- **TASK BRIEF**
Below are some records. Set each one down exactly as it reads.

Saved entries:
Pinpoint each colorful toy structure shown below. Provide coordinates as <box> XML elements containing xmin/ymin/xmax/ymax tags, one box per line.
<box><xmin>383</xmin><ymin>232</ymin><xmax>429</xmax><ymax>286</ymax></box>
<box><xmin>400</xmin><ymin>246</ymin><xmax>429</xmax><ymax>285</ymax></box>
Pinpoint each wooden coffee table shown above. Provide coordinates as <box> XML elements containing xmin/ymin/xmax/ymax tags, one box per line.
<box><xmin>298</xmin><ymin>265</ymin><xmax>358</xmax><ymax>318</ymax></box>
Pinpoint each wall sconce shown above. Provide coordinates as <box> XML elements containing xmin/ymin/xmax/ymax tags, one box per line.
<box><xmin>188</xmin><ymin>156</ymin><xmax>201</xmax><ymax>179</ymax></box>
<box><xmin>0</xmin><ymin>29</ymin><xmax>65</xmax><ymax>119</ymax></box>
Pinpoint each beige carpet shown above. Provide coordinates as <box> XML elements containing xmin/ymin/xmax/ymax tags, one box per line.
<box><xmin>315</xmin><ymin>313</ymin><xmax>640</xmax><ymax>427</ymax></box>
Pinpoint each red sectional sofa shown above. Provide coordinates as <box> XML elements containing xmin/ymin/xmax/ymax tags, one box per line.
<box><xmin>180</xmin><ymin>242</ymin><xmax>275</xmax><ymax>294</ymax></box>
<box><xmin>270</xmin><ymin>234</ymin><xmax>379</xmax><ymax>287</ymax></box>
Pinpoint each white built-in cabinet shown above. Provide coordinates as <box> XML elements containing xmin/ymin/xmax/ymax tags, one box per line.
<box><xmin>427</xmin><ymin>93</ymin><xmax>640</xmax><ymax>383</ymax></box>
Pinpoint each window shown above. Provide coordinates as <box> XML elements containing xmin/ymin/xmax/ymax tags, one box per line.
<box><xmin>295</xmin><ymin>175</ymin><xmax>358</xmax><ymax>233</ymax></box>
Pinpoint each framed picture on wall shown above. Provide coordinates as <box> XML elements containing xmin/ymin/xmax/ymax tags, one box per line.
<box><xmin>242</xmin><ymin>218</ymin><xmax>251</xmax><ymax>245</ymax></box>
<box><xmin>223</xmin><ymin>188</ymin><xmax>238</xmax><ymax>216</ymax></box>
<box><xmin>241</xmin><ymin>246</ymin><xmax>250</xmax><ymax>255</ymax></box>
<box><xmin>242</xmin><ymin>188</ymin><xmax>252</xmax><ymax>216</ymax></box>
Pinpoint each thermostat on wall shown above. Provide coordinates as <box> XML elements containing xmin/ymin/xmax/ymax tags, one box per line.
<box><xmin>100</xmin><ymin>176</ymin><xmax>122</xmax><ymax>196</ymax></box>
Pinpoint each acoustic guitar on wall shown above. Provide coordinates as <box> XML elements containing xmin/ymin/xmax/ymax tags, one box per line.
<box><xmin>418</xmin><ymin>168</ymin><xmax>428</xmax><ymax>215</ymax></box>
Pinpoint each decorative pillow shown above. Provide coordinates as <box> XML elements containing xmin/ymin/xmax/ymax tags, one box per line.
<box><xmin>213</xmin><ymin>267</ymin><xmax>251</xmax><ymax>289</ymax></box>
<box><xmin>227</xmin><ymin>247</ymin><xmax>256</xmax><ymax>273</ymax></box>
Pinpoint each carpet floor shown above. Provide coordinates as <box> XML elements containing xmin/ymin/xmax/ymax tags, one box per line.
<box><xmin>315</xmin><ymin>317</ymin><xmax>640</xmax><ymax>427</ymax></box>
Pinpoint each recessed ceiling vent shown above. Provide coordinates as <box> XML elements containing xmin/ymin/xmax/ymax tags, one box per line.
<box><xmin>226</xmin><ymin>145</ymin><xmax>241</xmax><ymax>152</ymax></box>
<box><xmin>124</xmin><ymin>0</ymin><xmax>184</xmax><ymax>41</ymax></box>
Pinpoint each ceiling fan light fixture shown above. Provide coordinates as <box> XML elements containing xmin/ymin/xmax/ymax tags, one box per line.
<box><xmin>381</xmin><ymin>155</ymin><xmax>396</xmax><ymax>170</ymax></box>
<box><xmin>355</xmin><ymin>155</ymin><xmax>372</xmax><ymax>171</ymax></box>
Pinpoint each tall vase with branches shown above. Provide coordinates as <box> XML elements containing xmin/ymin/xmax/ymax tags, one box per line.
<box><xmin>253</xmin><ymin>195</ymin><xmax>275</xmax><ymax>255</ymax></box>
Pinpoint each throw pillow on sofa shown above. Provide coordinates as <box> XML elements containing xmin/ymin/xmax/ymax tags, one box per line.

- **EXPECTED ANSWER**
Pinpoint each colorful toy structure shown below. Provide coordinates as <box> XML elements containing xmin/ymin/xmax/ymax tags, one box per line.
<box><xmin>383</xmin><ymin>232</ymin><xmax>429</xmax><ymax>286</ymax></box>
<box><xmin>400</xmin><ymin>246</ymin><xmax>429</xmax><ymax>285</ymax></box>
Pinpoint each wooden coffee table shown above. Provide coordinates as <box> XML elements containing xmin/ymin/xmax/ymax tags, one box per line.
<box><xmin>298</xmin><ymin>265</ymin><xmax>358</xmax><ymax>318</ymax></box>
Pinpoint each wall sconce shown above. Provide coordinates as <box> XML elements containing xmin/ymin/xmax/ymax tags, one box per line.
<box><xmin>188</xmin><ymin>156</ymin><xmax>201</xmax><ymax>179</ymax></box>
<box><xmin>0</xmin><ymin>29</ymin><xmax>65</xmax><ymax>119</ymax></box>
Pinpoint each beige carpet shown above. Provide coordinates as <box> XML elements containing xmin/ymin/xmax/ymax tags, one box per line.
<box><xmin>315</xmin><ymin>313</ymin><xmax>640</xmax><ymax>427</ymax></box>
Pinpoint each red sectional sofa shown above. Provide coordinates as <box> XML elements containing xmin/ymin/xmax/ymax tags, one box per line.
<box><xmin>180</xmin><ymin>242</ymin><xmax>275</xmax><ymax>294</ymax></box>
<box><xmin>270</xmin><ymin>234</ymin><xmax>379</xmax><ymax>287</ymax></box>
Pinpoint each white built-in cabinet shown above. Provide coordinates as <box> XML elements containing xmin/ymin/xmax/ymax tags, one box per line.
<box><xmin>427</xmin><ymin>93</ymin><xmax>640</xmax><ymax>383</ymax></box>
Pinpoint each window shown above. Provide coordinates as <box> XML elements containing xmin/ymin/xmax/ymax tags, one box per line.
<box><xmin>295</xmin><ymin>175</ymin><xmax>358</xmax><ymax>233</ymax></box>
Pinpoint each framed picture on wall shown above. Provide coordinates as <box> XML elements containing xmin/ymin/xmax/ymax tags, one box per line.
<box><xmin>242</xmin><ymin>218</ymin><xmax>251</xmax><ymax>245</ymax></box>
<box><xmin>223</xmin><ymin>188</ymin><xmax>238</xmax><ymax>216</ymax></box>
<box><xmin>241</xmin><ymin>246</ymin><xmax>250</xmax><ymax>255</ymax></box>
<box><xmin>242</xmin><ymin>188</ymin><xmax>252</xmax><ymax>216</ymax></box>
Pinpoint each thermostat on wall shown above. Provide coordinates as <box> XML elements containing xmin/ymin/xmax/ymax tags, one box per line.
<box><xmin>100</xmin><ymin>176</ymin><xmax>122</xmax><ymax>196</ymax></box>
Pinpoint each acoustic guitar on wall shown above. Provide coordinates as <box> XML elements containing xmin/ymin/xmax/ymax tags, one box per line.
<box><xmin>418</xmin><ymin>168</ymin><xmax>428</xmax><ymax>215</ymax></box>
Pinpoint each decorative pillow shown above. Provide coordinates as <box> XML elements containing xmin/ymin/xmax/ymax tags, one box per line.
<box><xmin>213</xmin><ymin>267</ymin><xmax>251</xmax><ymax>289</ymax></box>
<box><xmin>227</xmin><ymin>247</ymin><xmax>256</xmax><ymax>273</ymax></box>
Pinpoint each carpet floor shown above. Provide coordinates as <box> XML elements containing xmin/ymin/xmax/ymax tags, one box per line.
<box><xmin>315</xmin><ymin>317</ymin><xmax>640</xmax><ymax>427</ymax></box>
Pinpoint each recessed ceiling vent shown above. Provide coordinates as <box> XML elements containing xmin/ymin/xmax/ymax tags, one box per line.
<box><xmin>226</xmin><ymin>145</ymin><xmax>241</xmax><ymax>152</ymax></box>
<box><xmin>124</xmin><ymin>0</ymin><xmax>184</xmax><ymax>41</ymax></box>
Pinpoint each ceiling fan light fixture shown above. Provide coordinates as <box> XML elements containing xmin/ymin/xmax/ymax tags, one box per line.
<box><xmin>381</xmin><ymin>155</ymin><xmax>396</xmax><ymax>170</ymax></box>
<box><xmin>355</xmin><ymin>155</ymin><xmax>372</xmax><ymax>171</ymax></box>
Pinpoint each tall vase with branches shown above. Provide coordinates as <box> XML elements containing xmin/ymin/xmax/ymax tags, one box per line.
<box><xmin>253</xmin><ymin>195</ymin><xmax>275</xmax><ymax>255</ymax></box>
Pinpoint each throw pillow on sofa shown above. Provide coordinates as <box> XML elements containing xmin/ymin/xmax/ymax tags, one box per line.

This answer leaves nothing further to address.